### Work to do
A) Name every group that, according to the passage on the debate over the value of the arts, the economic pitches for arts investment are mainly designed for.
B) Write what comes next in the passage on the debate over the value of the arts, continuing after its final sentence.

### Given passage
····················

On one side of this broken record are found often highly instrumental and entrepreneurial accounts of the surplus value of investment in the arts: efforts to relate the creative sector to the overall performance of the economy, new models for understanding artistic creativity as a catalyst for economic innovation or cultural hubs as keys to urban renewal, and new tools to measure the economic contributions of the arts. These pitches appear most often designed for skeptical legislators and business leaders, city mayors and urban developers, who apparently feel the arts to be either an engine of capital or frivolous.
Inevitably, on the other side are artists and arts advocates whose first impulse is to defend the sanctity of “art for art’s sake” – still – often against the perceived cynical motives behind any effort to “quantify creativity” and undermine artistic integrity, which, in this, our post-“age of mechanical reproduction,” threatens to turn works of art into monochromatic commodities or economic goods. In passionate defense of their calling, artists tend to represent the value of art as universal, defended, alternatively, as an essentially spiritual, expressive, or creative exercise in what it means to be human. Given this, artists are often disinclined to justify or explore the various uses or value of art. Art just is.
If apparently a debate without end, the terms of this debate are also notably parochial. It is no coincidence that this public policy argument about the arts is especially characteristic of the U.S. and the UK, and countries with similarly relatively scant public funding for the arts, significantly privatized arts economies, where artistic products are a major export, and most notably, where the public meaning of “art” is a legacy of Enlightenment-derived aesthetic and moral concepts.
In other words, the tendency to separate “art” (as a universalizing aesthetic aspiration) from “culture” (as a localized expression of a particular people), to treat art as the unique product of individual creation, to prioritize and formally evaluate aesthetic significance, and the perceived clash between aesthetic and utilitarian goals (or art and money), are, together, a fairly specific conception of things. These several commitments participate – as basic cultural underpinnings – in constituting the overlapping art worlds of the U.S. and UK. But these art worlds are not at the same time the world’s.

····················

### Data block
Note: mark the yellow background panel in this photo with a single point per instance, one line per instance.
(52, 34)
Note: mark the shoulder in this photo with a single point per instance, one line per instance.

····················

### Answers provided
A) Skeptical legislators, business leaders, city mayors, and urban developers.

B)
A brief international comparison makes the point. In the U.S. we often identify graffiti as not art, as anonymous, popular, and criminal. In Mexico City graffiti has been described as a marginal genre, syncretically bridging artisanal with mass production, text and image, and manifesting urban disorder in the battle for control of public space. In pursuit of the “creative city” concept, Barcelona, Spain, has designated specific zones for graffiti artists to legally express themselves, as part of the promotion of a “context of freedom.” While in China, in contrast, graffiti has only recently appeared, as largely non-confrontational, expressing little political content, leaning more “towards fashion” in ways blurring the distinction with advertisements. As art or not art, criminal, insurgent, or fashionable, graffiti is not self-evident internationally, but a doorway into the cultural diversity of geopolitical arrangements of public and private globally.
There promises to be no resolution to the recurring debate between philistines and free spirits over whether to give art over to the “language of business” to secure its financial future on the one hand, or to strip it of all utilitarian conceits , on the other, in “the exploration of truth and beauty.” This is the case, even as successive “arts in/for the economy” paradigms underwhelm while puritanical defenders of artistic integrity talk largely among themselves.
A cursory survey of corporate and foundation funding for “the arts and culture” reveals modest spending to support arts groups, concert series, shows, exhibitions and performances in the U.S., that is, artists directly enriching the civic life of communities. But, in international terms, all of this misses the point. The slot allotted to art in U.S. public life is alarmingly narrow in scope and so self-referential as to be problematic, if we hope to engage the many cultural worlds of art globally.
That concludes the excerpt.